** TEXTE CITÉ **
Présentation des personnages, par ordre d'importance (// longueur de parole) + création de « groupes » (personnages présents, juste évoqués, anonymes qui n'ont pas de nom mais une fonction, un nom commun générique)
Détailler chaque personnage (trait physique / qualités & défauts, caractère / activités et rapports avec les autres) + repérer les apports texte / mise en scène (physique de l'acteur, accessoires, gestes et mouvements).
Insister sur Antigone (un « héroïsme » original).
+ relever les points communs Antigone / Créon
+ relever la création de contrastes : entre les deux sœurs / entre les deux frères

La mise en place du tragique.
2 champ lexicaux différents : le quotidien, la banalité ≠ la mort ; avec les 3 registres de langue (familier / courant / soutenu ; relever des exemples de chaque)
« Il n'y a rien à faire »  + futur de l'indicatif (Antigone / Hémon / Eurydice...) le destin, la fatalité
Mort annoncée ► déviation de l'intérêt de la pièce ; il ne s'agit pas de connaître l'issue de la pièce mais la façon dont les personnages affrontent leur destin.
Mais avec le quotidien, l'intention de l'auteur est de rendre simples des situations où il est question de la vie et de la mort, de rendre actuel le mythe d'Antigone.

Dernière phrase : futur ; menace, ombre de la mort inéluctable & prémonition du crime d'Antigone et de la tragédie qui va se jouer.

** EXERCICE **
Pouvez-vous poursuivre les notes d'analyse sur Antigone, en reprenant juste après leur dernière phrase ?

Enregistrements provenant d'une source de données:
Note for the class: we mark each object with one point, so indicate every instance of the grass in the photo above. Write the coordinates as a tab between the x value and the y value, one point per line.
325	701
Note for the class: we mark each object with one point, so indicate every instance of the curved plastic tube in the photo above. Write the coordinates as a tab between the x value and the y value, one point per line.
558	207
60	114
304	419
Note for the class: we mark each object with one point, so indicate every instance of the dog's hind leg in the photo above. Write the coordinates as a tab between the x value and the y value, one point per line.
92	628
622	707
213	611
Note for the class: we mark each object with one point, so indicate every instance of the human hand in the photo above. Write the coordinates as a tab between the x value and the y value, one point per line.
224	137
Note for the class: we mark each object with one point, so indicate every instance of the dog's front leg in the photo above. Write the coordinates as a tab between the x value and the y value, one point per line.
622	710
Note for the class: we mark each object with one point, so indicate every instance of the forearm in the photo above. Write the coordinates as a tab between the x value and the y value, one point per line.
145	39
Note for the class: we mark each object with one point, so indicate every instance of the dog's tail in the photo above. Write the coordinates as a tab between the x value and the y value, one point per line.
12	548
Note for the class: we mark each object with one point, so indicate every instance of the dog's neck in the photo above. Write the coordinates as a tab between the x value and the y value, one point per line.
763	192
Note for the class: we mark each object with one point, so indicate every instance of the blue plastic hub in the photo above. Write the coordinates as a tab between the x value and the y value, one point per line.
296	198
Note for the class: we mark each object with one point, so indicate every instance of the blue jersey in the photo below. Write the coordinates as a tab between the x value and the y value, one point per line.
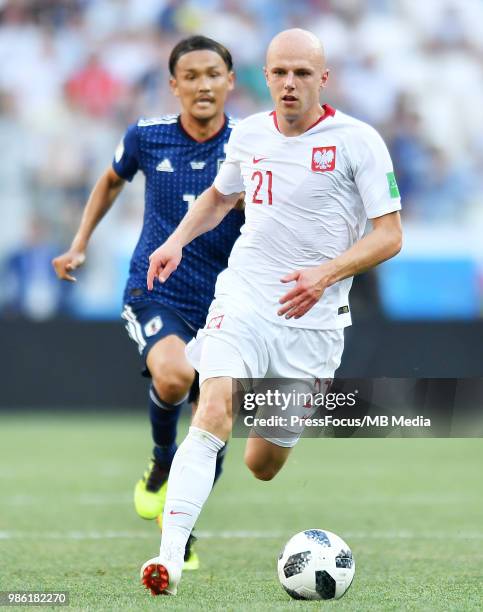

** RÉPONSE RÉDIGÉE **
C'est donc une exposition « tragiquement originale ».


II) Antigone & Créon.


Texte



Un silence. Ils se regardent encore debout l'un en face de l'autre.

CRÉON, murmure, comme pour lui. – Quel jeu joues-tu ?

ANTIGONE – Je ne joue pas.

CRÉON – Tu ne comprends donc pas que si quelqu'un d'autre que ces trois brutes sait tout à l'heure ce que tu as tenté de faire, je serai obligé de te faire mourir ? Si tu te tais maintenant, si tu renonces à cette folie, j'ai une chance de te sauver, mais je ne l'aurai plus dans cinq minutes. Le comprends-tu ?

ANTIGONE – Il faut que j'aille enterrer mon frère que ces hommes ont découvert.

CRÉON – Tu irais refaire ce geste absurde ? Il y a une autre garde autour du corps de Polynice et, même si tu parviens à le recouvrir encore, on dégagera son cadavre, tu le sais bien. Que peux-tu donc sinon t'ensanglanter encore les ongles et te faire prendre ?

ANTIGONE – Rien d'autre que cela, je le sais. Mais cela, du moins, je le peux. Et il faut faire ce que l'on peut.

CRÉON – Tu y crois donc vraiment ,toi, à cet enterrement dans les règles ? A cette ombre de ton frère condamnée à errer toujours si on ne jette pas sur le cadavre un petit peu de terre avec la formule du prêtre ? Tu leur a déjà entendu la réciter, aux prêtres de Thèbes, la formule ? Tu as vu ces pauvres têtes d'employés fatigués écourtant les gestes, avalant les mots, bâclant ce mort pour en prendre un autre avant le repas de midi ?

ANTIGONE – Oui, je les ai vus.

CRÉON – Est-ce que tu n'as jamais pensé alors que si c'était un être que tu aimais vraiment, qui était là, couché dans cette boîte, tu te mettrais à hurler tout d'un coup ? A leur crier de se taire, de s'en aller ?

ANTIGONE – Si, je l'ai pensé.

CRÉON – Et tu risques la mort maintenant parce que j'ai refusé à ton frère ce passeport dérisoire, ce bredouillage en série sur sa dépouille, cette pantomime dont tu aurais été la première à avoir honte et mal si on l'avait jouée. C'est absurde !

ANTIGONE – Oui, c'est absurde.

CRÉON – Pourquoi fais-tu ce geste, alors ? Pour les autres, pour ceux qui y croient ? Pour les dresser contre moi ?

ANTIGONE – Non.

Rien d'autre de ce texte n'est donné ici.